§ Working data
▽
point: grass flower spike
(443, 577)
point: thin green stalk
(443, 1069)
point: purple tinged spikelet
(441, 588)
△
▽
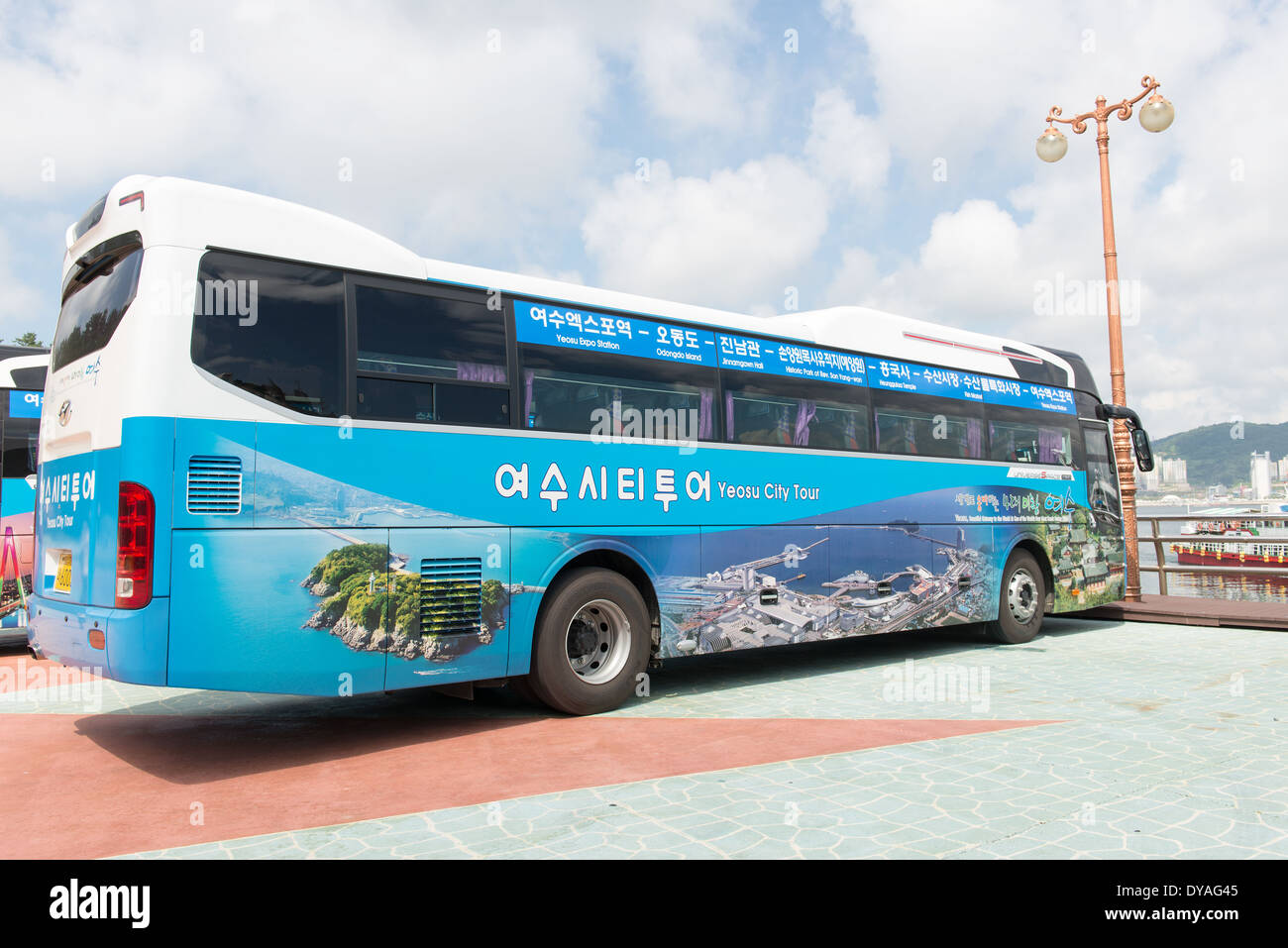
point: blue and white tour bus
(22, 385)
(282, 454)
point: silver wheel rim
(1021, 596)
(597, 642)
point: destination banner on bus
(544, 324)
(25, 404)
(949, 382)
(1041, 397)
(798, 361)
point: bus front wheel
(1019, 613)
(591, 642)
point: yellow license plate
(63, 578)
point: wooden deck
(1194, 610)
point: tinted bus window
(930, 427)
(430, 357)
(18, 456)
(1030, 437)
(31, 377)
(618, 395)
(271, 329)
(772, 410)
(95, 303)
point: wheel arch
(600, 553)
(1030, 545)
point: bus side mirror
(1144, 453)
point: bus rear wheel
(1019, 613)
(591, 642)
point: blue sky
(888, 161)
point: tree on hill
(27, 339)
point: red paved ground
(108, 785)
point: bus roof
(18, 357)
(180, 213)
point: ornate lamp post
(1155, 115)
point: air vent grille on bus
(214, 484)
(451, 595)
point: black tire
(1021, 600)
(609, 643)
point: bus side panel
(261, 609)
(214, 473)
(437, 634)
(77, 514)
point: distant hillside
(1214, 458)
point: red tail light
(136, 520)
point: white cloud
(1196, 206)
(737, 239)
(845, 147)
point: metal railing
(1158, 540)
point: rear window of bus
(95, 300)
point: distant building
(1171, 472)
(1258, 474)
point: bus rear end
△
§ Problem description
Extract each line of the items above that contains the word "window", treating uppercase and lowercase as different.

§ The response
point: tinted bus window
point: rear window of bus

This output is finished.